« Tiens, une soirée dans les environs ! »

C’est parti pour le quatrième opus de notre rétro 100% UTMB. Dans le rôle du rédacteur, cette fois : Guillaume, finisher de la CCC, après avoir dompté le 85 km du Mont-Blanc deux mois plus tôt. Récit.

6h30, Chamonix. C’est parti pour… une heure de route ! Direction l’Italie, de l’autre côté du massif du Mont-Blanc, et la ville de Courmayeur. Installés à l’avant de la navette, comme des écoliers dans un bus scolaire, Benj’ et moi n’avons de cesse de discuter. L’ambiance est bonne et détendue. Pour le moment.

7h30. Nous arrivons à Courmayeur. Et première bonne nouvelle ! Côté italien, le soleil est au rendez-vous, la vue y est magnifique. Par contre, il est tôt, il faut marcher pour rejoindre la ligne de départ et il fait froid (à part ça, nous sommes heureux d’être là !).

Photo de famille avant les hostilités !

Après un rapide passage aux toilettes – c’est la seconde bonne nouvelle (les habitués comprendront) ! -, nous retrouvons nos suiveurs. Cela fait plaisir de voir mes parents, ceux de Benj’, ainsi que Jean-Marie, qui a fait la route pour venir au départ alors que Micka’ n’est pas sur cette course. Sourire jusqu’aux oreilles, ils semblent en pleine forme. Cela tombe bien, ils vont en avoir besoin ! « On va peut-être se diriger vers la ligne de départ, non ? »

8h15. Après quelques photos et les derniers conseils à nos suiveurs, nous quittons nos survêtements, direction le départ.

Concentrés ? Un peu, oui. Enfin, pas tout à fait…

Là, première mauvaise nouvelle de la journée. Notre crainte de la veille se transforme en réalité. Il y a des sas de départ. On se croirait sur le marathon de Paris. Sauf que là, on ne parle pas de temps référence, mais de numéro de dossards. Beaucoup plus aléatoire, donc. Je m’élancerai au sein du troisième et dernier wagon, à 9h30, soit quinze minutes après Benjamin. Notre espoir de faire la première montée ensemble s’envole. Et, d’un coup, les visages se tendent. A partir de maintenant, nous ne pouvons compter que sur nous-même.

> _Jeu de données_:
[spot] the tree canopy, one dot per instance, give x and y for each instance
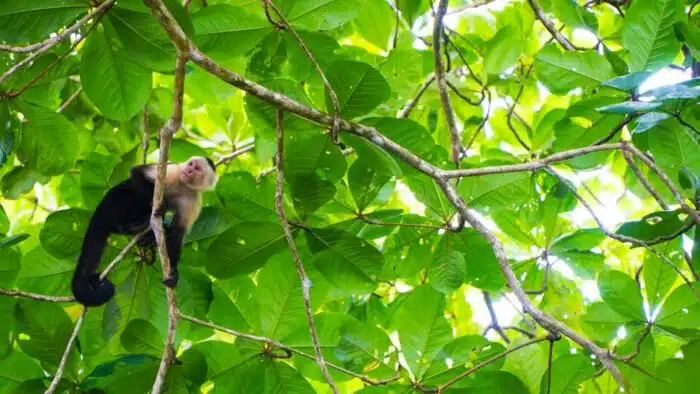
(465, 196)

* * *

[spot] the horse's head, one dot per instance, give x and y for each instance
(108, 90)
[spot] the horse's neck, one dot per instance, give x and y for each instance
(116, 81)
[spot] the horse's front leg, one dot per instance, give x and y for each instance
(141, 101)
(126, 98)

> _Consigne écrite 1_: Reformulez sous forme de liste, en conservant ses faits essentiels, le paragraphe du récit de course qui commence par « Là, première mauvaise nouvelle de la journée ».
> _Consigne écrite 2_: Transcrivez sans aucune modification le passage du récit de course allant de « 6h30, Chamonix. C’est » jusqu'à « les hostilités ! » inclus.
Les enregistrements ne servent à rien ici.

> _Corrigé 1_:
- La crainte de la veille se confirme : il y a des sas de départ, comme au marathon de Paris.
- Les sas sont attribués selon le numéro de dossard et non selon un temps de référence, ce qui est beaucoup plus aléatoire.
- Le rédacteur part dans le troisième et dernier wagon, à 9h30, quinze minutes après Benjamin.
- L'espoir de faire la première montée ensemble s'envole.
- Les visages se tendent : désormais, chacun ne peut compter que sur soi-même.

> _Corrigé 2_:
6h30, Chamonix. C’est parti pour… une heure de route ! Direction l’Italie, de l’autre côté du massif du Mont-Blanc, et la ville de Courmayeur. Installés à l’avant de la navette, comme des écoliers dans un bus scolaire, Benj’ et moi n’avons de cesse de discuter. L’ambiance est bonne et détendue. Pour le moment.

7h30. Nous arrivons à Courmayeur. Et première bonne nouvelle ! Côté italien, le soleil est au rendez-vous, la vue y est magnifique. Par contre, il est tôt, il faut marcher pour rejoindre la ligne de départ et il fait froid (à part ça, nous sommes heureux d’être là !).

Photo de famille avant les hostilités !